- **GOAL**
Copy the lines of the listing from the one containing "Can you find the sponsor" through the one containing "point(352, 80)", substituting "shirt" for each occurrence of "jersey" and leaving everything else unchanged.

- **EXCERPTED DATA**
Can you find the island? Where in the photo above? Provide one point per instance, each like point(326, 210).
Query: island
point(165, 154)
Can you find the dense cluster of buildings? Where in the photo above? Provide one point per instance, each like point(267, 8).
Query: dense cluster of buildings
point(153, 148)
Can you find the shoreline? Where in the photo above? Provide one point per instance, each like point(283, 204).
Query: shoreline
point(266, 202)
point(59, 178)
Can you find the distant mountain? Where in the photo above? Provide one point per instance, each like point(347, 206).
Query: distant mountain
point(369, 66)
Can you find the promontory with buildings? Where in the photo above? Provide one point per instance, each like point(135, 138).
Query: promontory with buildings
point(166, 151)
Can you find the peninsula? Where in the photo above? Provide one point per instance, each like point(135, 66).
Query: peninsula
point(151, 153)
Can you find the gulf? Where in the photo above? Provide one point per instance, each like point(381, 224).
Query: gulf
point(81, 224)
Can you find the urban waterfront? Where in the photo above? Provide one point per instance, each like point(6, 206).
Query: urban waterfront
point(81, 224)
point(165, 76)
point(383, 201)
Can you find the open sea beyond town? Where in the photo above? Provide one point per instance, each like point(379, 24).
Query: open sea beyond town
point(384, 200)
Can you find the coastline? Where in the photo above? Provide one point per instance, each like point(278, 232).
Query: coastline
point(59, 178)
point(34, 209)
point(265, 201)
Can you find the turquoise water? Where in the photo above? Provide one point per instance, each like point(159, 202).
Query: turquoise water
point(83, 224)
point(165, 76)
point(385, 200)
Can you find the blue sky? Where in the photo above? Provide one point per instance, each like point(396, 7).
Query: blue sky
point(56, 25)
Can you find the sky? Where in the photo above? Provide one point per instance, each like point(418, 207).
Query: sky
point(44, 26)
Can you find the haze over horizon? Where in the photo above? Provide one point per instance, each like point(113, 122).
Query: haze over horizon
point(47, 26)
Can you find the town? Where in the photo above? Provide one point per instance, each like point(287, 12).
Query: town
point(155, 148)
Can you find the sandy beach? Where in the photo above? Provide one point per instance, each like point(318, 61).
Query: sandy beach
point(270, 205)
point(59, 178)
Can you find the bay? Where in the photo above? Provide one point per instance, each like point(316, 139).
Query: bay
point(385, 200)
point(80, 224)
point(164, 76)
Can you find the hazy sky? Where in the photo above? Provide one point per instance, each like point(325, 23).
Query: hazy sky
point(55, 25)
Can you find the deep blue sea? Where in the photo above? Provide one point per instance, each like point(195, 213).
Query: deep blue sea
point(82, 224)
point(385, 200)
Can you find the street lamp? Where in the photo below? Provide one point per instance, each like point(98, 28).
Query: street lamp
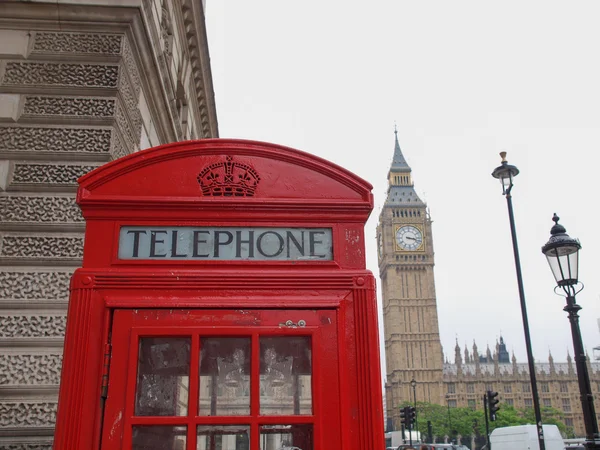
point(413, 383)
point(449, 422)
point(562, 253)
point(505, 173)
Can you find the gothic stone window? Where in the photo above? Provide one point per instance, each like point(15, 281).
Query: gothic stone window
point(569, 422)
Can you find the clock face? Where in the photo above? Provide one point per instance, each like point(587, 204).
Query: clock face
point(409, 238)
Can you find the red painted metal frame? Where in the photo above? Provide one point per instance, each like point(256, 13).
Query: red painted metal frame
point(125, 363)
point(158, 187)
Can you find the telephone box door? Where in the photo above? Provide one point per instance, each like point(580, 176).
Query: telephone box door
point(223, 380)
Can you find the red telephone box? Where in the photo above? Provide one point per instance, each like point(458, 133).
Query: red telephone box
point(223, 303)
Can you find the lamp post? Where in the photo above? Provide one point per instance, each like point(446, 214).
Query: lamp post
point(505, 173)
point(562, 253)
point(413, 383)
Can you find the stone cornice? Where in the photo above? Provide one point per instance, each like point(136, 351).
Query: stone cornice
point(128, 18)
point(195, 28)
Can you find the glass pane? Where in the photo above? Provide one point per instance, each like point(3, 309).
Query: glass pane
point(163, 377)
point(285, 375)
point(230, 437)
point(224, 376)
point(158, 438)
point(286, 437)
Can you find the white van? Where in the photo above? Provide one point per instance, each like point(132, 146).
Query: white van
point(524, 437)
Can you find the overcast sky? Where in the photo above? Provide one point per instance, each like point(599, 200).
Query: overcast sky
point(462, 80)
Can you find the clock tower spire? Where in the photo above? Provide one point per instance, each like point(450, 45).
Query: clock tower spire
point(406, 259)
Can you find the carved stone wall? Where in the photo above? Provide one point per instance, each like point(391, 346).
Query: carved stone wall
point(55, 140)
point(23, 369)
point(37, 326)
point(36, 209)
point(76, 88)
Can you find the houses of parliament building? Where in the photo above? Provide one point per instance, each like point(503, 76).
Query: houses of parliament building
point(412, 342)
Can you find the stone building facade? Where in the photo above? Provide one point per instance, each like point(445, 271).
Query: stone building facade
point(82, 82)
point(472, 374)
point(412, 343)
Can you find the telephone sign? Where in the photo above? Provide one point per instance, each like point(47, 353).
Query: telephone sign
point(225, 243)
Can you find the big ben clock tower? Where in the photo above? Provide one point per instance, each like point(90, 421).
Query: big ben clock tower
point(405, 249)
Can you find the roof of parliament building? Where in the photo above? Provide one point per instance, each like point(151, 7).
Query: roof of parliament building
point(475, 364)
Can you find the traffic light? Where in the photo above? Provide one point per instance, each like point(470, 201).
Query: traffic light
point(493, 404)
point(412, 415)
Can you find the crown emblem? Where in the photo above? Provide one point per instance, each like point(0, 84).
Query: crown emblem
point(228, 179)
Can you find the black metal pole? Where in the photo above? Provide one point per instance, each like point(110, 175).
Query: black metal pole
point(592, 438)
point(487, 423)
point(530, 360)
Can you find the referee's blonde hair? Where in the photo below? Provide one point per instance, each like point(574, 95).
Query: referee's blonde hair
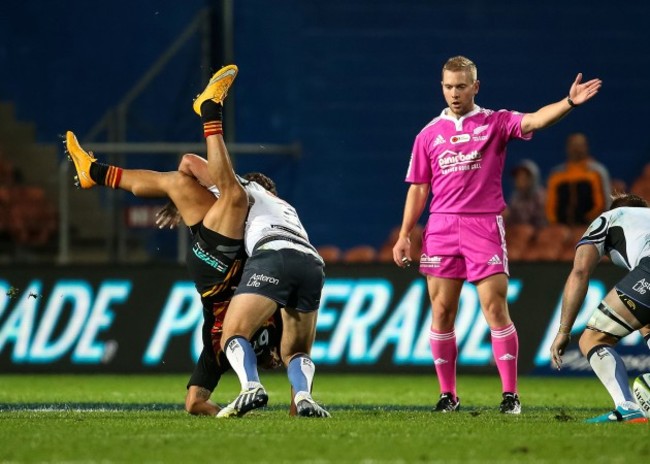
point(461, 63)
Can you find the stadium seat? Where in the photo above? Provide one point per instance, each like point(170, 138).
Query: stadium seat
point(33, 220)
point(360, 254)
point(518, 239)
point(549, 243)
point(575, 234)
point(329, 253)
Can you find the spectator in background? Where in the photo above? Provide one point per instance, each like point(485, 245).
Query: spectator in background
point(526, 205)
point(579, 189)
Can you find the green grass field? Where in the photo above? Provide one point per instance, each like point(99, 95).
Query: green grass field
point(56, 418)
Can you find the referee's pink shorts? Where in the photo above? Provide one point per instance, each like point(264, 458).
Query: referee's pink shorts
point(464, 246)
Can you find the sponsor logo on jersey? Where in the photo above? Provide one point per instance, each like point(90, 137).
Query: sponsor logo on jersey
point(641, 286)
point(451, 159)
point(209, 259)
point(439, 140)
point(256, 280)
point(480, 129)
point(430, 261)
point(462, 138)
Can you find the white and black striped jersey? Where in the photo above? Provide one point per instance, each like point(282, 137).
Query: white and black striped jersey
point(274, 223)
point(622, 233)
point(271, 219)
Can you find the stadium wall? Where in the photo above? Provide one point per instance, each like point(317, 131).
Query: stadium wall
point(373, 318)
point(352, 80)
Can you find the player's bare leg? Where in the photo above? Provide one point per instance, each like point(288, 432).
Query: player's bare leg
point(610, 322)
point(191, 199)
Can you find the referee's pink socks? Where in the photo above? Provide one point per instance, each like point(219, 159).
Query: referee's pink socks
point(445, 353)
point(505, 347)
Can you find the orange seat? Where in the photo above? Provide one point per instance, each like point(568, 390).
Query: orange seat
point(329, 253)
point(549, 243)
point(360, 254)
point(518, 239)
point(575, 234)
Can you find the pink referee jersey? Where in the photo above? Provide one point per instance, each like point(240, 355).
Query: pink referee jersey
point(463, 160)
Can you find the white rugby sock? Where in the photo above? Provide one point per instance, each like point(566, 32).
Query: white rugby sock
point(610, 369)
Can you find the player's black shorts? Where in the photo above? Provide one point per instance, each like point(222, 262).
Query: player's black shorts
point(291, 278)
point(215, 262)
point(212, 362)
point(634, 291)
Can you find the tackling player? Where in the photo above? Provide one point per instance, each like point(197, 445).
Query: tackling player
point(283, 271)
point(459, 157)
point(622, 233)
point(215, 261)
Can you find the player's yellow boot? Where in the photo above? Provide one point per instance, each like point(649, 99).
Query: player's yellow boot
point(217, 88)
point(81, 159)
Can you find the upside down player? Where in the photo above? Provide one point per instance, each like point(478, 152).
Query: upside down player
point(283, 271)
point(623, 233)
point(215, 261)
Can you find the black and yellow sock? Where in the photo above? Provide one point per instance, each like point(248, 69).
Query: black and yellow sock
point(105, 174)
point(211, 115)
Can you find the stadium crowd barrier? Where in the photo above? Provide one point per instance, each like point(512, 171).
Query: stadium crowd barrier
point(373, 318)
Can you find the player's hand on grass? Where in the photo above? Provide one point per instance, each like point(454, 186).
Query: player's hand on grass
point(168, 216)
point(557, 348)
point(580, 92)
point(402, 252)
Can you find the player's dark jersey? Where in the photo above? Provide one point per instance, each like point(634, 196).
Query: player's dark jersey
point(622, 233)
point(215, 263)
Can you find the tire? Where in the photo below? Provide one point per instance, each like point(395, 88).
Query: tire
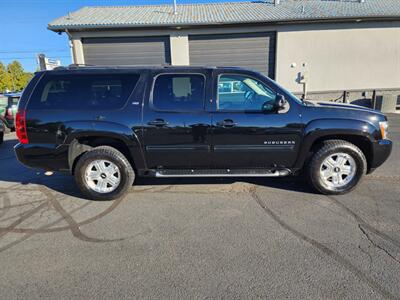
point(335, 157)
point(105, 158)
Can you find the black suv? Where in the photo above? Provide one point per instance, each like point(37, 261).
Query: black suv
point(107, 125)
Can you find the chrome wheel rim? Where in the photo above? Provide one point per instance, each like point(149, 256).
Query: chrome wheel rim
point(102, 176)
point(337, 170)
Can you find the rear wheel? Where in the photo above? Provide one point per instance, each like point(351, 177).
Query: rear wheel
point(104, 173)
point(337, 167)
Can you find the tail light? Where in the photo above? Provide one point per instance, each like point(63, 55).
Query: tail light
point(20, 127)
point(9, 112)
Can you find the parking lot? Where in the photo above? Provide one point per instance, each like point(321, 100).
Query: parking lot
point(199, 238)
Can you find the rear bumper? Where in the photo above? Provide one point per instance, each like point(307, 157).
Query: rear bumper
point(380, 152)
point(43, 156)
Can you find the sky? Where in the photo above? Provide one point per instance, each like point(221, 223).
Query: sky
point(24, 33)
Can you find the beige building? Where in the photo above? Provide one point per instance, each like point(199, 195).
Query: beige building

- **CORRECT ANSWER**
Can you find the sponsor logo on shirt? Where in the photo above? Provide one point per instance, each like point(90, 137).
Query: sponsor logo on shirt
point(641, 286)
point(451, 159)
point(209, 259)
point(439, 140)
point(256, 280)
point(480, 129)
point(430, 261)
point(462, 138)
Can you find the white and black striped shirt? Where in the photo above? Provide one point per instance, each like point(282, 137).
Query: white and black striped shirt
point(274, 223)
point(622, 233)
point(271, 219)
Can you find the stadium wall? Where in the photo above? Provide one point per instance, each like point(317, 131).
Query: stadium wall
point(373, 318)
point(352, 80)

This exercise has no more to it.